### Texto dado:
Víctimas ha habido siempre pero eran
insignificantes. Sabemos que la historia de la humanidad se ha construido sobre
los sufrimientos de los más débiles pero no lo dábamos importancia porque era
el precio del progreso. Y, sin ir tan lejos, hemos visto cómo en estas tierras
durante mucho tiempo se enterraban a las víctimas del terror en silencio,
privatizando el dolor, como si el crimen fuera un accidente carente de
cualquier significación pública.
No se puede decir que la
banalización del sufrimiento, en un caso, y la privatización, en el otro, nos
haya hecho mejores. Si la gran historia sigue avanzando sobre cadáveres, la
cercana, tan empeñada en pasar página, corre el riesgo de entregar su futuro a
quienes han tachado de su agenda el sentido de la responsabilidad por el pasado.
Lo que en este caso tienen en común la gran historia y la de nuestro pueblo es hacer inútil todo el sufrimiento acumulado.
Eso no nos lo podemos permitir porque
no es posible. Gracias a la memoria las víctimas, en efecto, se han hecho
visibles. Ya no se sostiene la idea, tan repetida a lo largo de los siglos, de
que el éxito del presente justifica todos los sacrificios pasados. El bienestar
de las generaciones presentes no amortiza las injusticias pasadas. La felicidad
de los nietos no borra los sufrimientos inferidos a los abuelos. Frente a todas
esas estrategias de olvido se levanta la voz de la memoria de las víctimas
pidiendo justicia.

### Lista de tareas:
1. Cita del texto sobre la memoria de las víctimas el fragmento entre "No se puede" y "el sufrimiento acumulado.", ambos incluidos.
2. Responde según el texto sobre la memoria de las víctimas:
(a) ¿Cómo se enterraba durante mucho tiempo a las víctimas del terror en estas tierras?
(b) ¿Qué no borra la felicidad de los nietos?
(c) ¿Qué pide la voz de la memoria de las víctimas?

### Contenido de datos:

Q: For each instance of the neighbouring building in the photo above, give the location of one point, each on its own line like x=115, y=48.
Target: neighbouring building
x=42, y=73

### Resultados finales:
1.
No se puede decir que la
banalización del sufrimiento, en un caso, y la privatización, en el otro, nos
haya hecho mejores. Si la gran historia sigue avanzando sobre cadáveres, la
cercana, tan empeñada en pasar página, corre el riesgo de entregar su futuro a
quienes han tachado de su agenda el sentido de la responsabilidad por el pasado.
Lo que en este caso tienen en común la gran historia y la de nuestro pueblo es hacer inútil todo el sufrimiento acumulado.

2.
(a) En silencio, privatizando el dolor.
(b) Los sufrimientos inferidos a los abuelos.
(c) Justicia.